→ **Activity**
Find each line in the records below that contains the word "metal", and copy it out.

(Image point grounding data)
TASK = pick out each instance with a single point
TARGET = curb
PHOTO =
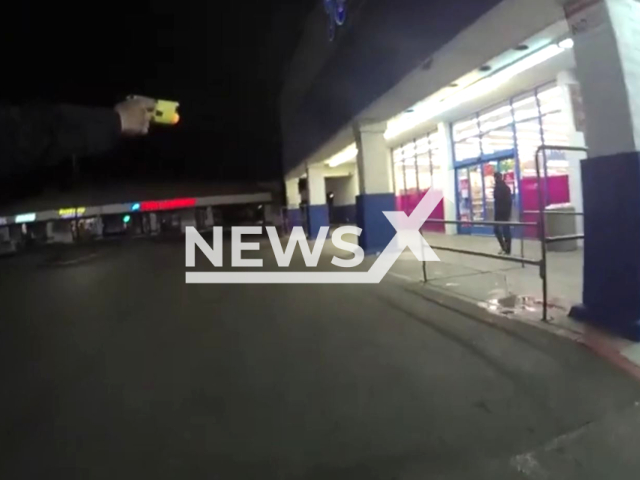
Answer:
(600, 343)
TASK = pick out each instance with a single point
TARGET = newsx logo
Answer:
(408, 235)
(283, 255)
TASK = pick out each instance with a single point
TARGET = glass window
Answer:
(529, 139)
(467, 149)
(550, 100)
(525, 107)
(438, 161)
(465, 129)
(423, 163)
(498, 140)
(497, 117)
(410, 174)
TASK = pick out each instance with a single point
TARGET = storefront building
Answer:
(150, 217)
(516, 76)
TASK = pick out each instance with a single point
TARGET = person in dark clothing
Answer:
(39, 135)
(503, 203)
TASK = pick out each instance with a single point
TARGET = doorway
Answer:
(474, 190)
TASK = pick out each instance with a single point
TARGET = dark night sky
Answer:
(225, 67)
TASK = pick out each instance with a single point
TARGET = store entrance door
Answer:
(475, 184)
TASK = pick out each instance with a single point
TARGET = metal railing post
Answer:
(522, 243)
(424, 266)
(542, 228)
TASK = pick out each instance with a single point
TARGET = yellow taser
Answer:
(166, 112)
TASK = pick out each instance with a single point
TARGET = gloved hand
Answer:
(135, 115)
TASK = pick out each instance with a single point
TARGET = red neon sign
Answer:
(174, 204)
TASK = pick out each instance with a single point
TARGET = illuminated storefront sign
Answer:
(71, 212)
(26, 218)
(174, 204)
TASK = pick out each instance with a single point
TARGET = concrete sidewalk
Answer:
(508, 289)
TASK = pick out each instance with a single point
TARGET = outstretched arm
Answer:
(37, 135)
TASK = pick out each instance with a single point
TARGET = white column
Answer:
(449, 177)
(316, 185)
(573, 113)
(374, 163)
(293, 193)
(607, 51)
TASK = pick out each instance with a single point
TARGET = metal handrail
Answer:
(510, 258)
(552, 212)
(564, 238)
(541, 225)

→ **Answer section**
TARGET = metal railing post
TARGET = metal handrail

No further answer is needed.